-- SOURCE MATERIAL start --

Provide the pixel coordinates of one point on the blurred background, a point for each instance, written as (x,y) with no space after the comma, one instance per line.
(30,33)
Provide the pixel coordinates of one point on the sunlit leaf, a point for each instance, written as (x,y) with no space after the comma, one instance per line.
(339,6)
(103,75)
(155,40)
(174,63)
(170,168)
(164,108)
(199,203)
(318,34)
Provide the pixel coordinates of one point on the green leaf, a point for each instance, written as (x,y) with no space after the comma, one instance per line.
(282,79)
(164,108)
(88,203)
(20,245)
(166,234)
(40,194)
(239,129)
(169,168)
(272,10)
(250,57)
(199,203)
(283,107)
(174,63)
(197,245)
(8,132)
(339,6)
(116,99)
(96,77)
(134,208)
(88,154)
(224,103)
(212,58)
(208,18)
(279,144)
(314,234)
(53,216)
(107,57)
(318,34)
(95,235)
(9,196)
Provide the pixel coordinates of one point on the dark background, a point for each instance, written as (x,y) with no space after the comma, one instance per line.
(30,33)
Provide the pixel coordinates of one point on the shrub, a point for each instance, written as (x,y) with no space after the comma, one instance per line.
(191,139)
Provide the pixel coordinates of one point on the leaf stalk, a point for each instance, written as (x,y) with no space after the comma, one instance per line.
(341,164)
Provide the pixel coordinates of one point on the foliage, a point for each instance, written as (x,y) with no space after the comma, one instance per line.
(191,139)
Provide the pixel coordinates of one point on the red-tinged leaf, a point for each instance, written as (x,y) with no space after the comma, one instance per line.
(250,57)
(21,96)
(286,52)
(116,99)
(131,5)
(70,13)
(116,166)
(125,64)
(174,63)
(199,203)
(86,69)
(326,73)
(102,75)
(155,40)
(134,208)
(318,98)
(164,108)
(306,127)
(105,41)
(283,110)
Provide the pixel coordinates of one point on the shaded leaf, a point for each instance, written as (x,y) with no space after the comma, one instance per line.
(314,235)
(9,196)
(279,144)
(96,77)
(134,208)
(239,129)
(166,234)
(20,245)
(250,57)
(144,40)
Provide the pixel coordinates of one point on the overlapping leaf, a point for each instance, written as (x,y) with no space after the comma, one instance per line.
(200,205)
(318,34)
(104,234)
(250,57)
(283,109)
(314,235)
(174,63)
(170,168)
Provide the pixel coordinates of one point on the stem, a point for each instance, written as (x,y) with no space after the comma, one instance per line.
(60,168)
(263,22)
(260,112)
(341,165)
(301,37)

-- SOURCE MATERIAL end --
-- SOURCE MATERIAL start --

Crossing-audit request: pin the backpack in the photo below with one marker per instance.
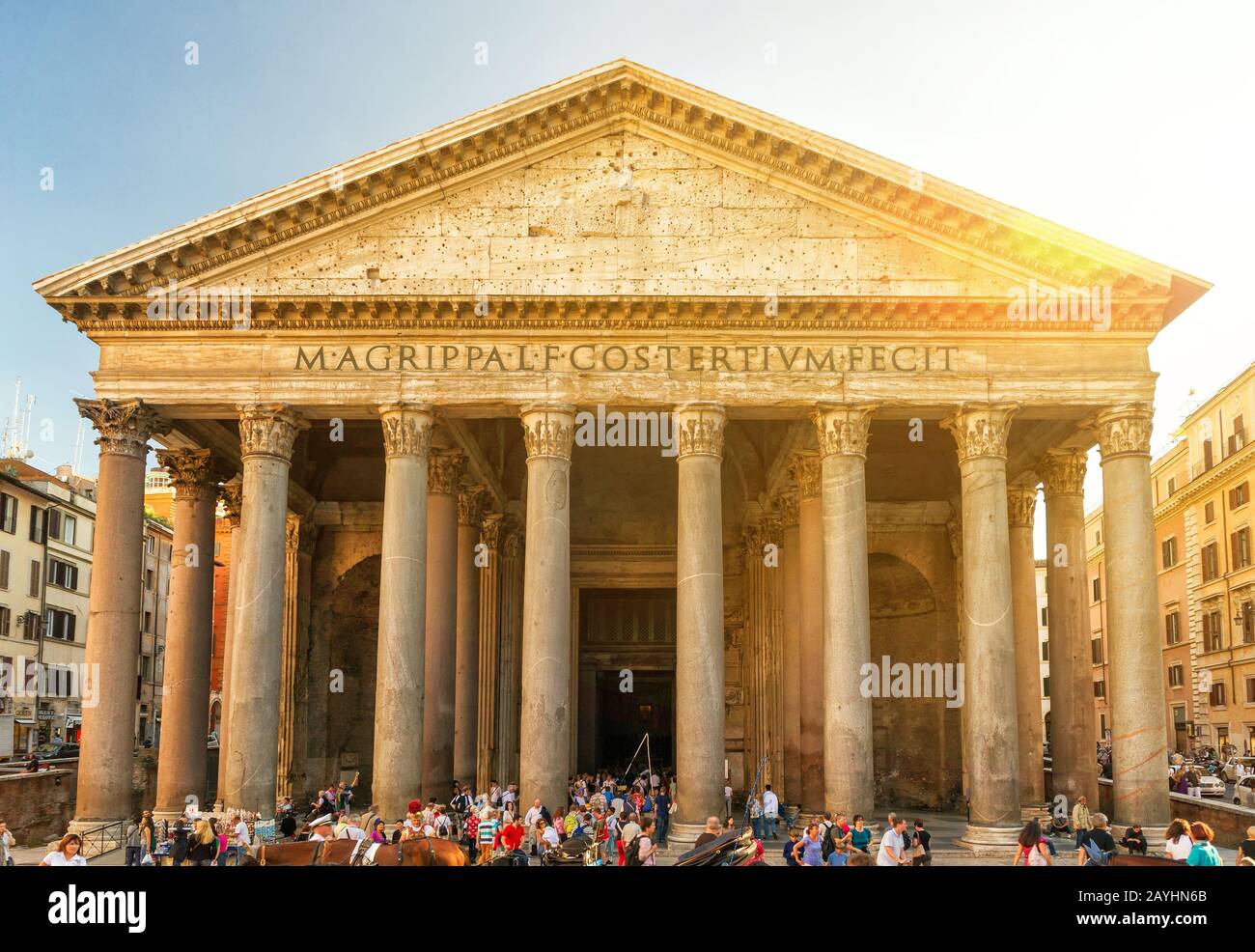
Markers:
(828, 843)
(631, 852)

-- SOURCE MATERIAL end --
-- SOURCE MATERIAL start --

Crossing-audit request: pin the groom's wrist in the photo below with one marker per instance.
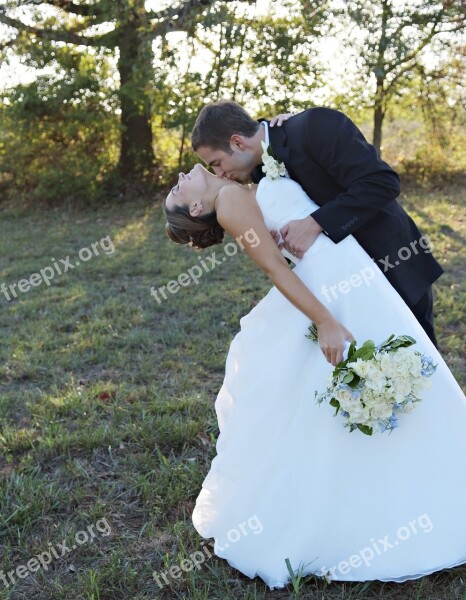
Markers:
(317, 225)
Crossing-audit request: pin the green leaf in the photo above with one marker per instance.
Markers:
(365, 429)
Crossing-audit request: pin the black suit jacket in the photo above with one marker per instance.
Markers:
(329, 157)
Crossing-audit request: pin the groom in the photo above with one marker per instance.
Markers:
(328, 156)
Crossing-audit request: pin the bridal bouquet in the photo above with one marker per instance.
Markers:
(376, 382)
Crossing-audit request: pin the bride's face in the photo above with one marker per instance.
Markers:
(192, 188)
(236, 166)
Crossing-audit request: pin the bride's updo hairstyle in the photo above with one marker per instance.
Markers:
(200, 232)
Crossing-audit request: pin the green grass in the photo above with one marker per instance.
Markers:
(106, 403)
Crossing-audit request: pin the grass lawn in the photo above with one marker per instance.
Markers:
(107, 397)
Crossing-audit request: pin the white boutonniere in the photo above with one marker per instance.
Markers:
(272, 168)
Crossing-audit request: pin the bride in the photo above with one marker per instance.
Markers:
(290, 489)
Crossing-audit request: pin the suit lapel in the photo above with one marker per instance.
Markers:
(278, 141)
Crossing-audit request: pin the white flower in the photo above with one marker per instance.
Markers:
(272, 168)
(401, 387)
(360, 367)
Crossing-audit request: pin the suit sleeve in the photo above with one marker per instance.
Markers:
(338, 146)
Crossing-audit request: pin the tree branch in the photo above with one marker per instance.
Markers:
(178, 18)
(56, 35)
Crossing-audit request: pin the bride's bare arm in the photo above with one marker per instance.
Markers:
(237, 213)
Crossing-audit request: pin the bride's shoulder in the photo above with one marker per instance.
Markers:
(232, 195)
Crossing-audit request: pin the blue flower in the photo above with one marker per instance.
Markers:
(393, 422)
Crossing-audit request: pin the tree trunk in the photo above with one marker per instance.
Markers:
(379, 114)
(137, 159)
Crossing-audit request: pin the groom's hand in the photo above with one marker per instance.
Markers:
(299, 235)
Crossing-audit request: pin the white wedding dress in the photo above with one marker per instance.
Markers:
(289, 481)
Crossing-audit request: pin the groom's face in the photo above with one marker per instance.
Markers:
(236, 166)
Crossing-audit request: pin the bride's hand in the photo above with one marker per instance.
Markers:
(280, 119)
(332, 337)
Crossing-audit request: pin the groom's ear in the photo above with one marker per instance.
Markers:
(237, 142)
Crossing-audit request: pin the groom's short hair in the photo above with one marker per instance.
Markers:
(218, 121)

-- SOURCE MATERIAL end --

• **EXERCISE GOAL**: Which lines in the items above contain the string "background", matching case? Copy each of those lines in full.

• **THE OUTPUT**:
Provide the pixel coordinates of one point on the blurred background, a point for each instance, written as (x,y) with no space after the comma, one instance per line.
Provide the pixel coordinates of one point on the dark background, a point for each instance, written as (x,y) with no space after the comma, one instance per line.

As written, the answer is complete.